## YOUR OBJECTIVE
Present the records from the line with "Each instance of the window of" to the line with "pixel 849 439" as a two-column CSV with the headers text and answer. Write one row per record and put each field in quotation marks, turning any line breaks into spaces.

## DATA RECORDS
________

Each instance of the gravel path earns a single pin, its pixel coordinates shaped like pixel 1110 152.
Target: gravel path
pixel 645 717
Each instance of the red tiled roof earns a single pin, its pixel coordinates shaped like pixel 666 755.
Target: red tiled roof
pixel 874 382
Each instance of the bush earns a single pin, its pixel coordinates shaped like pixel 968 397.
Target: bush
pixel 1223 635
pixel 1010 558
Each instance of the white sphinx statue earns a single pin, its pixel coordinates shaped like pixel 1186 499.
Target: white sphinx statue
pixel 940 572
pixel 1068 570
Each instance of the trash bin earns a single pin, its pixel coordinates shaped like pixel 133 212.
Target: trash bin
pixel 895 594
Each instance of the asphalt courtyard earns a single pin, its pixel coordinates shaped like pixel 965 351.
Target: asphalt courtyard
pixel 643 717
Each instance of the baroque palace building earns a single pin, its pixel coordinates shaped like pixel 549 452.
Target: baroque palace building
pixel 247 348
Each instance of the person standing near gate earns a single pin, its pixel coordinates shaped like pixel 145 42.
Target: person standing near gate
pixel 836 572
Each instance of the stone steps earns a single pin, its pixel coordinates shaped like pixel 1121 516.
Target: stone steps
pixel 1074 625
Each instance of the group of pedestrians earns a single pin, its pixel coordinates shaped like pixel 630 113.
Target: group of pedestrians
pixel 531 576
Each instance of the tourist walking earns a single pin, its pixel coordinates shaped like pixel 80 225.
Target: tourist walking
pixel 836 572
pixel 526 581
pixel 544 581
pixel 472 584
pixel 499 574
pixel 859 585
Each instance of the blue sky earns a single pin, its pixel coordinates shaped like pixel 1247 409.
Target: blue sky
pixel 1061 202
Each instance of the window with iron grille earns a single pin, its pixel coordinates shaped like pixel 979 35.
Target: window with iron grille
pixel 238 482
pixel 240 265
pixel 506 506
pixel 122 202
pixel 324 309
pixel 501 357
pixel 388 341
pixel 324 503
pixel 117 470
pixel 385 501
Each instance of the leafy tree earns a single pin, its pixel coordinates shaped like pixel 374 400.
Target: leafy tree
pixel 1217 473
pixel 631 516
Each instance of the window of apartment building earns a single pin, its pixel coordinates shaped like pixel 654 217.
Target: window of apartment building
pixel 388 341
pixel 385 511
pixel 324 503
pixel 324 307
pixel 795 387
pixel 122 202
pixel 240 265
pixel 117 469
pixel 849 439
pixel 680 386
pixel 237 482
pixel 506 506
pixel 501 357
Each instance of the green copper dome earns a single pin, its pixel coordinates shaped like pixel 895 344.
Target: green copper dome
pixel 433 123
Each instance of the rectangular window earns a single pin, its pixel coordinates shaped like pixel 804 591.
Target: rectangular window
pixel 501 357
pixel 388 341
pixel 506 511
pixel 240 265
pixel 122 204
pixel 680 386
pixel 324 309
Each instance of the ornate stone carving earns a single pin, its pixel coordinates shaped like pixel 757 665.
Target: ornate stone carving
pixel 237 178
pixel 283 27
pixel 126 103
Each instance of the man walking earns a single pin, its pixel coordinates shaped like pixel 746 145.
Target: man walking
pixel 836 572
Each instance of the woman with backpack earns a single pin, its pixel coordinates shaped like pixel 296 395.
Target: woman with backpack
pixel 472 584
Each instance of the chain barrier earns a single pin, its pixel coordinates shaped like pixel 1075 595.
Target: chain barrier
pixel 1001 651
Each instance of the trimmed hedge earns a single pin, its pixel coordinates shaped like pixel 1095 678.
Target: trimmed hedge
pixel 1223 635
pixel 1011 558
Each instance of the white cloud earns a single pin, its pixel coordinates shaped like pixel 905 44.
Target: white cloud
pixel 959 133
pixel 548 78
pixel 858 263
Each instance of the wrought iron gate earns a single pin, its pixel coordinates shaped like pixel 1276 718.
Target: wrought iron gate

________

## FINAL RESULT
text,answer
"Each instance of the window of apartment building earns a single pin, its pixel coordinates shaped like pixel 654 217. Target: window of apartment building","pixel 388 341 pixel 385 511 pixel 324 503 pixel 324 307 pixel 795 387 pixel 122 202 pixel 240 265 pixel 117 469 pixel 849 439"